To be done: Copy each of the rows below word for word, without changing anything.

[Start of Task data]

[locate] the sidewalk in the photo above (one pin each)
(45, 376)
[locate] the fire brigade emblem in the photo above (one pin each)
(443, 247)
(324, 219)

[End of Task data]

Answer to the exercise:
[locate] the sidewalk in the photo above (one pin each)
(45, 376)
[locate] the fire brigade emblem in the photo above (one pin each)
(443, 247)
(324, 219)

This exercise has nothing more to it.